§ DOCUMENT SEGMENT
----------

4. Appropriate Sanctions

[44] Staff submits that to adequately protect the capital markets in Ontario, a protective and preventative order should be granted against the Respondents, preventing or limiting the Respondents' participation in Ontario's capital markets. The Respondents submit that an order is unnecessary and Mr. Oei indicated that he would provide an oral statement as an alternative to an order of the Commission indicating that he would not participate in Ontario's capital markets. While I appreciate Mr. Oei's comments and assurance that he will not participate in Ontario's capital markets, I accept that a formal order is necessary to adequately protect the public.

[45] The Commission may consider a number of factors in determining the nature and scope of sanctions, including the seriousness of the misconduct, any mitigating factors and the need to deter a respondent and other like-minded individuals from engaging in similar abuses of the capital markets in the future.

[46] The BCSC Panel stated, among other things, that the Respondents represent a very serious risk to the capital markets. The Respondents tendered financial evidence that "was not credible and, in some cases, defied logic".{50} The BCSC Panel found a material aggravating factor in the case to be the poor record keeping by the Respondents (see paragraph [27] herein).The BCSC panel further stated that "Oei's conduct not only falls far short of that expected of someone who carries out the duties of an officer or a director of a corporation but, in fact, demonstrates his willingness to use corporations in carrying out harm to the public".{51}

[47] The BCSC Panel dismissed the idea that the Respondents' conduct occurred in the context of legitimate capital raising{52} and noted a number of investors testified that they first came into contact with the Respondents through dealings with the Respondents themselves, and Mr. Oei's spouse (both individuals were registered insurance brokers).{53} (See paragraph [17] herein re Mr. Oei and BCSC Sanctions Decision at paragraph [17] re Mr. Oei's spouse). They were induced to purchase securities in Cascade, suggesting there was an element of conflict of interest or abuse of that prior relationship.{54} Similar to the situation in Theroux (Re){55}, where Mr. Theroux had been a mutual fund salesperson, it could also be considered a "mistaken trust" of Mr. Oei as a registered insurance salesperson{56}.

[48] Staff submits that Mr. Oei's submissions with regard to his character and community involvement (see paragraph [43] herein) should be afforded little or no weight in my decision as the Commission and Ontario Court of Justice has long noted that individuals who commit fraud may use their position in the community and reputations to gain trust and to assist them in committing their fraudulent misconduct.{57}

[49] Based on his submissions in this proceeding (see paragraphs [37] and [38] herein), Mr. Oei does not appear to have a background in trading in securities and does not appear to be familiar with relevant rules and regulations that are meant to guide the behaviour of those taking part in the capital markets.

----------

[Raw records]
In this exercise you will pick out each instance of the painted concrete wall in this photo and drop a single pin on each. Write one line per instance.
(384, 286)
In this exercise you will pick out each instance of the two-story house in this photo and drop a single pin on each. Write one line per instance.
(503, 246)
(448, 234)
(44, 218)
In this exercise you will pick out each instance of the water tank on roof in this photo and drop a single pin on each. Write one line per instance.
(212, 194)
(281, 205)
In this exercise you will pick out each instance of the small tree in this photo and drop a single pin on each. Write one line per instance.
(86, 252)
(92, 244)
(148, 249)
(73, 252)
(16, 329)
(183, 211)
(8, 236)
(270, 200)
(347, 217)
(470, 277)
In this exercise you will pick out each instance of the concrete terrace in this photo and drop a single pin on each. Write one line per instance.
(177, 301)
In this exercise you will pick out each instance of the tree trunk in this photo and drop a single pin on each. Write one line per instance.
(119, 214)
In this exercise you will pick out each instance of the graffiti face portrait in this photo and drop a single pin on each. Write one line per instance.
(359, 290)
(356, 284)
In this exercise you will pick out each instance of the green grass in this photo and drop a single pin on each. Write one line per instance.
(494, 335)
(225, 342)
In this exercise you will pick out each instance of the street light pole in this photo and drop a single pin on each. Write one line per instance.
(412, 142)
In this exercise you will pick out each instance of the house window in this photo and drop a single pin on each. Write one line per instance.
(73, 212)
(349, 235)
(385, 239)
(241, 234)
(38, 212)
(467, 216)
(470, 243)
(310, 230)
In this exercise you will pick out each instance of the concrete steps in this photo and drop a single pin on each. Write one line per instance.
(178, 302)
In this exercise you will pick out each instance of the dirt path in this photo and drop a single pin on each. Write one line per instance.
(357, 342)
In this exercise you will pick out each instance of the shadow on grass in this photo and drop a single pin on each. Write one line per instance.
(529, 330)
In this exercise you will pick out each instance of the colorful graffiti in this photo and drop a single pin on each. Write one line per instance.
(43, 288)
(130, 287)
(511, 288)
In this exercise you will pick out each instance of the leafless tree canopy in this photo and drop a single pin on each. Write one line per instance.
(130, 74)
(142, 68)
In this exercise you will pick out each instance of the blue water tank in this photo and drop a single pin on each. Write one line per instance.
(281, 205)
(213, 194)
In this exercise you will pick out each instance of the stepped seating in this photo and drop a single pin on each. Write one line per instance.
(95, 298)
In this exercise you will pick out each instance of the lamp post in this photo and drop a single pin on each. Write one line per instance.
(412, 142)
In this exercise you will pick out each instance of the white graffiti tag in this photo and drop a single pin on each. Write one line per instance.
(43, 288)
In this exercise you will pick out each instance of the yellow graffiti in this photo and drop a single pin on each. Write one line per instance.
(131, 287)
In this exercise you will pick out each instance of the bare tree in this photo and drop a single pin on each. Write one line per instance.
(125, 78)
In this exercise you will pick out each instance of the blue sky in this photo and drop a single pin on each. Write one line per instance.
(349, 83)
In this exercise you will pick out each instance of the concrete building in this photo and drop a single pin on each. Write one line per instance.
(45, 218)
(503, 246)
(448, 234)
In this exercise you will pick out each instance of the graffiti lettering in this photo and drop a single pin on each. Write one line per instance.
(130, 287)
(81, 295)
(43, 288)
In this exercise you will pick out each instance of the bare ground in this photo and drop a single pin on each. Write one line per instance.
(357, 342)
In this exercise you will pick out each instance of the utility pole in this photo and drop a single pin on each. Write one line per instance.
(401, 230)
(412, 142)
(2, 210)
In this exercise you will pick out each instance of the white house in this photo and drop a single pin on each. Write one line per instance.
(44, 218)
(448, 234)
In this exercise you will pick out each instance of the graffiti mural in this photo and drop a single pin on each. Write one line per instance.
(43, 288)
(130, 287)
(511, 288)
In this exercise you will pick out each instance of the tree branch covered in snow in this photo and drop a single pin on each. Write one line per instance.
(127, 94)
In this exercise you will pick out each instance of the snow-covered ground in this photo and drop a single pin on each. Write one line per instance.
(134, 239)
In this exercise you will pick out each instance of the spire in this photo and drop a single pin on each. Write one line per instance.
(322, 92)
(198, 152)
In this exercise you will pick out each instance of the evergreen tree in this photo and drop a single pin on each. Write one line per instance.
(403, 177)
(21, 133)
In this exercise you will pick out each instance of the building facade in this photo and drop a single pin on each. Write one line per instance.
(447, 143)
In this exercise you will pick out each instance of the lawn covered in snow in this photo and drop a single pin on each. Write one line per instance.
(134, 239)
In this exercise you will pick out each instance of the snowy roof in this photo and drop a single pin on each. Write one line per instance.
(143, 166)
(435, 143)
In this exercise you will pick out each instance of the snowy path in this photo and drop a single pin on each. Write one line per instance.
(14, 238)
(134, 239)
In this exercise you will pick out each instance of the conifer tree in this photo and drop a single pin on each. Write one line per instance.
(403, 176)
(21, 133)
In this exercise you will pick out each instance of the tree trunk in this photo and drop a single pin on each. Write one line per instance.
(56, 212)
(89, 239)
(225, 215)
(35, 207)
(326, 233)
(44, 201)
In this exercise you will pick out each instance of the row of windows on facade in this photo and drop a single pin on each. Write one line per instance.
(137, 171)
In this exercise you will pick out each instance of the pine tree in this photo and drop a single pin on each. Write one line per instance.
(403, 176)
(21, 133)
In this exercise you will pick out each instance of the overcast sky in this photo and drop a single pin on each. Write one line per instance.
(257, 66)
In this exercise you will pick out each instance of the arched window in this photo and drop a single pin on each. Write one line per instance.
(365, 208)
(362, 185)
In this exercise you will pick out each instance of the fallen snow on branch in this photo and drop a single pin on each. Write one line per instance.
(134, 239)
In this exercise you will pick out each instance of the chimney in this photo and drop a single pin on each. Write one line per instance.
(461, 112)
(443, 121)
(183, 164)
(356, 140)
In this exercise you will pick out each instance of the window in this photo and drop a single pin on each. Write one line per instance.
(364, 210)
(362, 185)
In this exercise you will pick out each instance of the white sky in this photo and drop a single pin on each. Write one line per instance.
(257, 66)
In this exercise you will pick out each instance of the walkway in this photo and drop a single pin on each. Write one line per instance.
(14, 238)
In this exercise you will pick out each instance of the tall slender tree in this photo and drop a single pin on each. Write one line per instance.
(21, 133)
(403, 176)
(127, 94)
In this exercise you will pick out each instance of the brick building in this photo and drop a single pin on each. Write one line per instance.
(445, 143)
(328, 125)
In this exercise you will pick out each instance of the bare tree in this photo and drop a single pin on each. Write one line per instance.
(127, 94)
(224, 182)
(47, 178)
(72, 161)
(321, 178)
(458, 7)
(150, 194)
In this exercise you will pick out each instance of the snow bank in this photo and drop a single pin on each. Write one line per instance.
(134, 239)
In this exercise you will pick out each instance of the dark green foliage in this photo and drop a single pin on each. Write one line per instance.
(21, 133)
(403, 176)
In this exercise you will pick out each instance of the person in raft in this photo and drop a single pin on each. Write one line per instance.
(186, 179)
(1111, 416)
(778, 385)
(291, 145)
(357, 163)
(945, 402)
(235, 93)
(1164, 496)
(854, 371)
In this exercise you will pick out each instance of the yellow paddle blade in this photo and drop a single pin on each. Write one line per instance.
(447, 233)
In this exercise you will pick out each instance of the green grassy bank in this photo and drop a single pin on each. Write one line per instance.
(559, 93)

----------

§ STATED EXERCISE
Answer these questions about the sanctions excerpt:
(a) What did Mr. Oei offer as an alternative to an order of the Commission?
(b) What did the BCSC Panel find to be a material aggravating factor in the case?
(c) In what capacity were both Mr. Oei and his spouse registered?

§ EXPECTED OUTPUT
(a) An oral statement indicating that he would not participate in Ontario's capital markets.
(b) The poor record keeping by the Respondents.
(c) As insurance brokers.